> Exercise description: Repeat all entries exactly.

> Exercise material:
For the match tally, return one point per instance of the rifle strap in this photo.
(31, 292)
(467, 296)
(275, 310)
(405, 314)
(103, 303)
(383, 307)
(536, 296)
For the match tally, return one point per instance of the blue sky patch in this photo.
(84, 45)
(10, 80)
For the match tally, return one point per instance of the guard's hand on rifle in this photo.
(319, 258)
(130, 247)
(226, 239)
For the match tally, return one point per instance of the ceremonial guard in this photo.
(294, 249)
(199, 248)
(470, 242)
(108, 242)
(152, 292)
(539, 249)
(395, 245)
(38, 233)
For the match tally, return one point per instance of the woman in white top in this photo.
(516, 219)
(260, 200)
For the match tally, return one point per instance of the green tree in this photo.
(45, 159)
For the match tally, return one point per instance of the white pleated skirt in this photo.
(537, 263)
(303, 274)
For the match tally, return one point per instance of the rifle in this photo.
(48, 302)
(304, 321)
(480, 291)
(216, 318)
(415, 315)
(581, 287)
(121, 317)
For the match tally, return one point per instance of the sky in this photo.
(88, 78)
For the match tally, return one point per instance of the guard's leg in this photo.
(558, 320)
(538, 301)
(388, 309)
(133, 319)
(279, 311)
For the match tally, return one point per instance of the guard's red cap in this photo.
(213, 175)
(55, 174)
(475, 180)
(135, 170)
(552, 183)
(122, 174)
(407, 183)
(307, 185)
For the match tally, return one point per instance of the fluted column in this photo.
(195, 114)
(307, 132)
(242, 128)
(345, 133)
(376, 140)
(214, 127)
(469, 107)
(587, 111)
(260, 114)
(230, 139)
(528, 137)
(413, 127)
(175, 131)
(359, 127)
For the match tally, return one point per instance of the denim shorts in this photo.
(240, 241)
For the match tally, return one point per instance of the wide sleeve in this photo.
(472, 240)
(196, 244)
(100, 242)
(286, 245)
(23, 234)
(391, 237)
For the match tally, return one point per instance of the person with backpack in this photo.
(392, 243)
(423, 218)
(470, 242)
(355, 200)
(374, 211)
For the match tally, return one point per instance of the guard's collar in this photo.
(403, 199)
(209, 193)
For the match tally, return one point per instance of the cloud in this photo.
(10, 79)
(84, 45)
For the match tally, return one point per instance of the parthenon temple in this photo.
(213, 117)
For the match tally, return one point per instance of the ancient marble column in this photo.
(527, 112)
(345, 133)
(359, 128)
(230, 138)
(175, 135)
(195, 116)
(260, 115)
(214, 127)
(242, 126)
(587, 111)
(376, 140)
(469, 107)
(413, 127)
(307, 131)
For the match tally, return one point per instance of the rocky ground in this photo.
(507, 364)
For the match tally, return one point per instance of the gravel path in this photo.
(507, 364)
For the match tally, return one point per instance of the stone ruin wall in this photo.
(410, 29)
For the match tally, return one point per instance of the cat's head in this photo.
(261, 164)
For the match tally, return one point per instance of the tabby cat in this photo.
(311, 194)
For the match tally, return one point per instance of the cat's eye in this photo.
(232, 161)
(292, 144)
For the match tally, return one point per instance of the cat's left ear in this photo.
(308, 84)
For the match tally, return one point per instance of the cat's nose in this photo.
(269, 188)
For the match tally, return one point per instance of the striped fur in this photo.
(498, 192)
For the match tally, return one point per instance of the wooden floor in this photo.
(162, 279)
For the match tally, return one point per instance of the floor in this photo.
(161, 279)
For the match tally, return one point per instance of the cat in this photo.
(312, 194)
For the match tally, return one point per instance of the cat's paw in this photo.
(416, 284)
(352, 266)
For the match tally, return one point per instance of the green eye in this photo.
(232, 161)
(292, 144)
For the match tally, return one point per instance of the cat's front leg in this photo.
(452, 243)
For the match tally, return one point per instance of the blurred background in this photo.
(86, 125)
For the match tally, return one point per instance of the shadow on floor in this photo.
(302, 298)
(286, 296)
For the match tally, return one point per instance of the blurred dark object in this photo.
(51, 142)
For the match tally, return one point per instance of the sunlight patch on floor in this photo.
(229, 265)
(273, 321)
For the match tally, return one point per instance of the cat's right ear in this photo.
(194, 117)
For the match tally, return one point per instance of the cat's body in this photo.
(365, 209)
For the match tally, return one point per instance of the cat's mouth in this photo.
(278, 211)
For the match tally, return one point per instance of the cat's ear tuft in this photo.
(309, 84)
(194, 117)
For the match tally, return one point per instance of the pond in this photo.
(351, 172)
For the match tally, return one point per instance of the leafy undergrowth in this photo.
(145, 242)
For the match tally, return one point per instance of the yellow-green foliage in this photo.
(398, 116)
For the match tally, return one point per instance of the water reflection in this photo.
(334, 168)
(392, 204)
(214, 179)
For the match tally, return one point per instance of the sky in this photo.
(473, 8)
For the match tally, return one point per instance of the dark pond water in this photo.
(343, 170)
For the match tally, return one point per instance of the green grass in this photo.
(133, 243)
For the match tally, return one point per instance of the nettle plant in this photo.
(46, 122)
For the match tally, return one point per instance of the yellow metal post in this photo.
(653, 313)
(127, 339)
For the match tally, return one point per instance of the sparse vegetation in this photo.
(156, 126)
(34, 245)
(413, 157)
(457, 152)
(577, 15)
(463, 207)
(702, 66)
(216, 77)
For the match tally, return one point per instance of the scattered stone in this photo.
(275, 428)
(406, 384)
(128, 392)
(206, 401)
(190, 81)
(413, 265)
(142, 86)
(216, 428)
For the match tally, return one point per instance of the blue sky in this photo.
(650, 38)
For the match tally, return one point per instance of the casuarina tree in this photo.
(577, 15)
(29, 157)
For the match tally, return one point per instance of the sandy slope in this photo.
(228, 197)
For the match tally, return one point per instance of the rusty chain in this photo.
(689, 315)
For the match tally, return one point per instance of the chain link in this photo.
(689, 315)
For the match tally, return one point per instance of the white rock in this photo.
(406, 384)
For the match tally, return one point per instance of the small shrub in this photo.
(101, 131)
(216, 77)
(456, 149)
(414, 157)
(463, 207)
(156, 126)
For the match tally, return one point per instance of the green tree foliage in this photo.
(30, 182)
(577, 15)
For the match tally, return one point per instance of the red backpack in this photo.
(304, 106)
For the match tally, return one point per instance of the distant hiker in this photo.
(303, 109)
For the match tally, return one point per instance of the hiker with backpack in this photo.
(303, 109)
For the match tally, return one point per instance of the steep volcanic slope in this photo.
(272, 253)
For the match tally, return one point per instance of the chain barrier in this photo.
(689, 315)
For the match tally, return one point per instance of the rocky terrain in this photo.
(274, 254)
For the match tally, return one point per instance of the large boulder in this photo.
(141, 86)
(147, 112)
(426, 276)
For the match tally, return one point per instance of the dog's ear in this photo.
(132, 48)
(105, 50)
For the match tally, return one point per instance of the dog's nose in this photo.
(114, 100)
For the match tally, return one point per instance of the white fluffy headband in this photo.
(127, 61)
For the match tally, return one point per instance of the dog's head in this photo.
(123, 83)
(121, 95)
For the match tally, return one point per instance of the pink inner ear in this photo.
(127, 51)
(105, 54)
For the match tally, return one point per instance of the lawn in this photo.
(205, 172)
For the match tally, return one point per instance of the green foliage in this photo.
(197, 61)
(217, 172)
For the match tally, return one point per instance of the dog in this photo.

> Result for this exercise:
For the match tally, return one point per instance of the rifle strap in this photo.
(31, 292)
(467, 296)
(275, 310)
(405, 314)
(103, 303)
(383, 307)
(536, 296)
For the match tally, return one point per instance of the blue sky patch in this photo.
(84, 45)
(10, 80)
For the match tally, return one point per instance of the guard's hand on rifle in this photo.
(319, 258)
(130, 247)
(226, 239)
For the match tally, return one point per instance of the ceremonial guard in this photo.
(294, 249)
(199, 248)
(470, 242)
(108, 242)
(152, 292)
(539, 249)
(395, 245)
(38, 233)
For the match tally, return one point per instance of the woman in white top in this photo.
(516, 219)
(260, 200)
For the match tally, return one point per instance of the green tree in this photo.
(45, 159)
For the match tally, return one point per instance of the white pleated skirt in this photo.
(537, 263)
(303, 274)
For the match tally, return one point per instance of the rifle in this photo.
(48, 302)
(304, 321)
(480, 291)
(216, 318)
(415, 315)
(581, 287)
(121, 317)
For the match tally, return one point per instance of the sky in this photo.
(88, 78)
For the match tally, return one point per instance of the guard's leg in this photo.
(558, 320)
(538, 301)
(388, 309)
(133, 319)
(279, 311)
For the match tally, return one point per instance of the guard's red cap in this photo.
(213, 175)
(55, 174)
(475, 180)
(135, 170)
(552, 183)
(122, 174)
(407, 183)
(307, 185)
For the match tally, return one point per instance of the fluted column in this photo.
(195, 114)
(307, 132)
(242, 128)
(345, 133)
(376, 140)
(214, 127)
(469, 107)
(587, 111)
(260, 114)
(230, 139)
(528, 137)
(413, 127)
(175, 131)
(359, 127)
For the match tally, return one point per instance of the denim shorts in this photo.
(240, 241)
For the match tally, return one point per instance of the wide sleeve in this photo.
(472, 240)
(196, 244)
(100, 242)
(286, 245)
(23, 234)
(391, 237)
For the match tally, return one point per instance of the person with backpack in this photo.
(392, 243)
(423, 218)
(470, 242)
(355, 200)
(374, 211)
For the match tally, return one point per instance of the guard's collar in this photo.
(403, 199)
(209, 193)
For the match tally, return one point per instance of the cloud in this photo.
(10, 79)
(84, 45)
For the match tally, return one point per instance of the parthenon temple in this photo.
(213, 117)
For the match tally, return one point per instance of the ancient marble column in this photo.
(527, 112)
(345, 133)
(359, 128)
(230, 138)
(175, 135)
(195, 116)
(260, 115)
(214, 127)
(242, 126)
(587, 111)
(376, 140)
(469, 107)
(413, 127)
(307, 131)
For the match tally, return one point per instance of the rocky ground in this photo.
(507, 364)
For the match tally, return one point per instance of the gravel path in this photo.
(507, 364)
For the match tally, return one point per instance of the stone ruin wall in this photo.
(410, 29)
For the match tally, return one point per instance of the cat's head in this photo.
(261, 164)
For the match tally, return one point per instance of the tabby cat in this photo.
(311, 194)
For the match tally, return one point per instance of the cat's eye in this photo.
(232, 161)
(292, 144)
For the match tally, return one point per instance of the cat's left ear in this photo.
(308, 84)
For the match tally, return one point per instance of the cat's nose in this photo.
(269, 188)
For the match tally, return one point per instance of the striped fur in this photo.
(498, 192)
For the match tally, return one point per instance of the wooden floor in this photo.
(162, 279)
For the match tally, return one point per instance of the floor in this photo.
(161, 279)
For the match tally, return one point per instance of the cat in this photo.
(312, 194)
For the match tally, return one point per instance of the cat's paw in this photo.
(416, 284)
(352, 266)
For the match tally, return one point per instance of the green eye in this photo.
(232, 161)
(292, 144)
For the match tally, return one point per instance of the cat's front leg in this photo.
(452, 243)
For the match tally, return one point per instance of the blurred background in this photo.
(86, 125)
For the match tally, return one point per instance of the shadow on floor in this photo.
(302, 298)
(286, 296)
For the match tally, return one point per instance of the blurred dark object in this photo.
(51, 142)
For the match tally, return one point per instance of the sunlight patch on floor in this photo.
(229, 265)
(273, 321)
For the match tally, return one point per instance of the cat's right ear in this photo.
(194, 117)
For the match tally, return one point per instance of the cat's body in this photo.
(365, 209)
For the match tally, return one point per instance of the cat's mouth in this photo.
(278, 211)
For the match tally, return one point per instance of the cat's ear tuft in this photo.
(309, 84)
(194, 117)
For the match tally, return one point per instance of the pond in this photo.
(351, 172)
For the match tally, return one point per instance of the leafy undergrowth in this photo.
(145, 242)
For the match tally, return one point per instance of the yellow-green foliage in this photo.
(398, 116)
For the match tally, return one point per instance of the water reflection in this photo.
(334, 168)
(392, 204)
(214, 179)
For the match tally, return one point per instance of the sky in this photo.
(473, 8)
For the match tally, return one point per instance of the dark pond water in this photo.
(343, 170)
For the match tally, return one point per instance of the green grass in this photo.
(133, 243)
For the match tally, return one point per instance of the nettle plant in this photo.
(46, 122)
For the match tally, return one point per instance of the yellow metal post in this photo.
(653, 313)
(127, 339)
For the match tally, return one point per instance of the sparse vegetation in this photo.
(156, 126)
(34, 245)
(413, 157)
(457, 152)
(577, 15)
(463, 207)
(702, 66)
(216, 77)
For the match tally, return one point per instance of the scattered stone in this photo.
(275, 428)
(406, 384)
(128, 392)
(206, 401)
(190, 81)
(413, 265)
(142, 86)
(216, 428)
For the match tally, return one point per instance of the blue sky in this photo.
(650, 38)
For the match tally, return one point per instance of the casuarina tree in this photo.
(577, 15)
(29, 157)
For the match tally, return one point per instance of the sandy slope in this photo.
(228, 197)
For the match tally, return one point per instance of the rusty chain in this photo.
(689, 315)
For the match tally, return one point per instance of the chain link in this photo.
(689, 315)
For the match tally, return one point per instance of the white rock in this photo.
(406, 384)
For the match tally, return one point per instance of the small shrub in this photo.
(101, 131)
(216, 77)
(456, 149)
(414, 157)
(463, 207)
(156, 126)
For the match tally, return one point per instance of the green tree foliage in this photo.
(30, 182)
(577, 15)
For the match tally, return one point per instance of the red backpack in this photo.
(304, 106)
For the match tally, return one point per instance of the distant hiker in this photo.
(303, 109)
For the match tally, return one point per instance of the hiker with backpack in this photo.
(303, 109)
For the match tally, return one point per instance of the steep volcanic slope in this photo.
(272, 253)
For the match tally, return one point per instance of the chain barrier in this photo.
(689, 315)
For the match tally, return one point per instance of the rocky terrain in this photo.
(274, 254)
For the match tally, return one point per instance of the large boulder in this photo.
(141, 86)
(147, 112)
(426, 276)
For the match tally, return one point per instance of the dog's ear in this photo.
(132, 48)
(105, 50)
For the match tally, return one point per instance of the dog's nose in this photo.
(114, 100)
For the match tally, return one point per instance of the white fluffy headband in this photo.
(127, 61)
For the match tally, return one point per instance of the dog's head in this photo.
(123, 83)
(121, 95)
For the match tally, return one point per instance of the pink inner ear in this photo.
(127, 51)
(105, 54)
For the match tally, return one point per instance of the lawn in this photo.
(205, 172)
For the match tally, return one point per instance of the green foliage in this photo.
(197, 61)
(217, 172)
For the match tally, return one point per instance of the dog in this photo.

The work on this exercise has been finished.